What is needed here is every record, retyped without any change.

##### Data section #####

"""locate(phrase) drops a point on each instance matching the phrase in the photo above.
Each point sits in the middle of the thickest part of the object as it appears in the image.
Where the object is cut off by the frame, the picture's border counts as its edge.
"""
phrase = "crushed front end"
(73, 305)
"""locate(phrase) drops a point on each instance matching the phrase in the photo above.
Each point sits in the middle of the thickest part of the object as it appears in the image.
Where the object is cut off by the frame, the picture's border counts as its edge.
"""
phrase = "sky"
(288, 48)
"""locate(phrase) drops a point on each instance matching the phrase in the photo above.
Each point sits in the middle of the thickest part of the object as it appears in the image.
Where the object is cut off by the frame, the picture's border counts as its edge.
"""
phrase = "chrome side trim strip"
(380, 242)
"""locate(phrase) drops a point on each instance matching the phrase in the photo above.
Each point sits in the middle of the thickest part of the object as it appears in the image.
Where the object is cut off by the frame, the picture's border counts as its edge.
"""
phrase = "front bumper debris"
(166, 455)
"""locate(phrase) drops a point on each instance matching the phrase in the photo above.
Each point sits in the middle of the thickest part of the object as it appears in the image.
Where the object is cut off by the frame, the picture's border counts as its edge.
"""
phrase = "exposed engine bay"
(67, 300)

#####

### Reply
"""locate(phrase) drops a point on each instance matching the phrase in the photo above.
Each point sits in the middle of the thickest part of the object as it appears in the image.
Where the object is cut off by the frame, the picture's border counts as its edge.
"""
phrase = "crushed front end"
(73, 305)
"""locate(phrase) drops a point on each instance matching the phrase in the photo above.
Each point sits in the middle of the thickest part of the object as it appears in the image.
Where the object is cut off by the frame, the picture's border counts as its edge.
"""
phrase = "sky"
(288, 48)
"""locate(phrase) drops a point on each instance matching the phrase in the photo above.
Each point sits in the middle of the thickest part of the object as it appears in the image.
Where the object is cut off by the frame, the picture's border counts as its edge.
"""
phrase = "chrome side trim strip"
(380, 242)
"""locate(phrase) drops a point on each instance matching the phrase in the photo above.
Each point sits in the middle of the thickest part of the object as it appears in the image.
Where the object is cut off by the frame, the picture's border counts as its edge.
"""
phrase = "front bumper debris"
(166, 455)
"""locate(phrase) drops a point on each instance matching the phrase in the photo above.
Each point sits in the middle of the thickest part of the object as it appears in the image.
Where the object is cut off by the frame, the picture's border counts as its edge.
"""
phrase = "exposed engine bay"
(67, 300)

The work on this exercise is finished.